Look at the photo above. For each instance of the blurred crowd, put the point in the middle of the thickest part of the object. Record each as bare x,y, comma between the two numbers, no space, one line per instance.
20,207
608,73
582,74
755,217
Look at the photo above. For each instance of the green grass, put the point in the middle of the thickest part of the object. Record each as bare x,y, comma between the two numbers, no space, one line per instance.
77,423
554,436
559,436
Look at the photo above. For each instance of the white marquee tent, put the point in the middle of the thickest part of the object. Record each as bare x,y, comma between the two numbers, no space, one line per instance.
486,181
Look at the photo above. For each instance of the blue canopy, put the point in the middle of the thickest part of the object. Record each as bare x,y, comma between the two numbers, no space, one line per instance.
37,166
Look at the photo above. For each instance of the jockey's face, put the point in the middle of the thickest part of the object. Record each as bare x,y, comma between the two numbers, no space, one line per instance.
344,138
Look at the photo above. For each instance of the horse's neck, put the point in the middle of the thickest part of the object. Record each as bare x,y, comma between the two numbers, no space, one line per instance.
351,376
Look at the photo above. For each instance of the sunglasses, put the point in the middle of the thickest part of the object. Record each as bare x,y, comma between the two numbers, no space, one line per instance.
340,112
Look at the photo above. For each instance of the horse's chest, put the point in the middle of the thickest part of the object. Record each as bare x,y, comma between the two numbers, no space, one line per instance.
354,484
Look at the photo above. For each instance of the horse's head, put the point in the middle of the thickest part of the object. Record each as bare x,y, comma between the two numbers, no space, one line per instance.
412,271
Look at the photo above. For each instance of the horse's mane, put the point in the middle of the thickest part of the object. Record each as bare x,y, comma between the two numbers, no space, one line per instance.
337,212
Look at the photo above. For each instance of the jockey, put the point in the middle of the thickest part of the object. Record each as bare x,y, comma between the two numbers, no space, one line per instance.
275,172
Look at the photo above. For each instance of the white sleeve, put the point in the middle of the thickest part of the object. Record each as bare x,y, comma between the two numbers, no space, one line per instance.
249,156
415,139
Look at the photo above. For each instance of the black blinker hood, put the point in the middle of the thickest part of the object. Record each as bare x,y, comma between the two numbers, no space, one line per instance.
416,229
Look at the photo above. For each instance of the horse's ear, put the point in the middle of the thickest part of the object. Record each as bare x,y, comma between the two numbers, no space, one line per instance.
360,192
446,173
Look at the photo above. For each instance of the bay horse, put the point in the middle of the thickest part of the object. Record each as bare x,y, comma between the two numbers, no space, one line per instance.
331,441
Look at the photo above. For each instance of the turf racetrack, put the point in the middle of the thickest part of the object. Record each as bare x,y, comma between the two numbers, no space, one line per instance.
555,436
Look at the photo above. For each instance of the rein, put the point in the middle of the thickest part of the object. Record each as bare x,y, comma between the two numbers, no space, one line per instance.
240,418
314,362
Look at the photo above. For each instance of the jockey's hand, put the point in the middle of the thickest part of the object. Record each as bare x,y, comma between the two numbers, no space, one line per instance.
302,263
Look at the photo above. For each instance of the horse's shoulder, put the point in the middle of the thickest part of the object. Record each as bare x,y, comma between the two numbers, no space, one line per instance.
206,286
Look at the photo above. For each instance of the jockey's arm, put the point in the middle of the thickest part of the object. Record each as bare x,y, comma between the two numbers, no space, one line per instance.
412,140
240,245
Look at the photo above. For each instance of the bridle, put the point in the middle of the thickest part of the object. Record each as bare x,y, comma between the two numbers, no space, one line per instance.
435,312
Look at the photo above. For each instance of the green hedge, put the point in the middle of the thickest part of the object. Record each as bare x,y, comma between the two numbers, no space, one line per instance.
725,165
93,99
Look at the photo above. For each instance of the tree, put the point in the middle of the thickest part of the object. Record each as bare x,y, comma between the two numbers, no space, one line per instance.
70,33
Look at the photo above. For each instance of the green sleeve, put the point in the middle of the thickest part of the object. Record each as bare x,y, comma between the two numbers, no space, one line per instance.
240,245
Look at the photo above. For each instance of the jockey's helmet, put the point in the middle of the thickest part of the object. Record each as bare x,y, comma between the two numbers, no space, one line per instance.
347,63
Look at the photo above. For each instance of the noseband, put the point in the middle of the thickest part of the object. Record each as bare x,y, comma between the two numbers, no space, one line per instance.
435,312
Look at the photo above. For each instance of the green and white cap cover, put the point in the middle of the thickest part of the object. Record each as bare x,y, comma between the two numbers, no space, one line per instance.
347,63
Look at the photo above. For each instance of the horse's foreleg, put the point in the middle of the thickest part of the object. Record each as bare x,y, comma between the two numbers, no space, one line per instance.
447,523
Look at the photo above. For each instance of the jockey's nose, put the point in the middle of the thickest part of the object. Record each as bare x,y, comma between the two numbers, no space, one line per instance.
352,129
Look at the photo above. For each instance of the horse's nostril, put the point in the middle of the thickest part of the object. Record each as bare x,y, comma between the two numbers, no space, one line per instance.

##########

Starting at the line that contains "green sleeve, put", repeat each line exactly through the last one in the listing. Include both of those lines and nothing more.

## Answer to the task
Look at the photo above. For each instance of the green sleeve, put the point in the middle of the thickest part of the object. Record each as bare x,y, comma between the two numbers, no space, one line per instance.
240,245
Look at the photo above. For each instance of the jockey's helmet, put the point in the middle of the thickest part of the object. Record each as bare x,y, comma between the two numbers, no space, one line per instance.
347,63
Look at the photo above. For each instance of the noseband, put the point in the middle of the thickest part of the object. Record each as bare x,y, comma between the two numbers, no space, one line per instance.
435,312
Look at the photo above. For each instance of the green and white cap cover, put the point in the middle of the thickest part of the object. Record each as bare x,y, comma between the two numbers, no space, one line per instance.
347,63
Look at the photo above. For each instance of the horse's foreleg, put the point in the middle of the thickest part of the object. Record each as bare x,y, comma between the two numbers, no space, one line per instance.
447,523
Look at the photo above. For each instance of the jockey's nose, put the point in the middle of the thickest part of the object. Record each as bare x,y, comma between the two numbers, no space, one line per instance.
352,129
Look at the photo above. For each instance of the horse's nostril, put the point in the middle of the thickest part of the object. Record each as bare x,y, comma between the two numbers, no space, one line per instance.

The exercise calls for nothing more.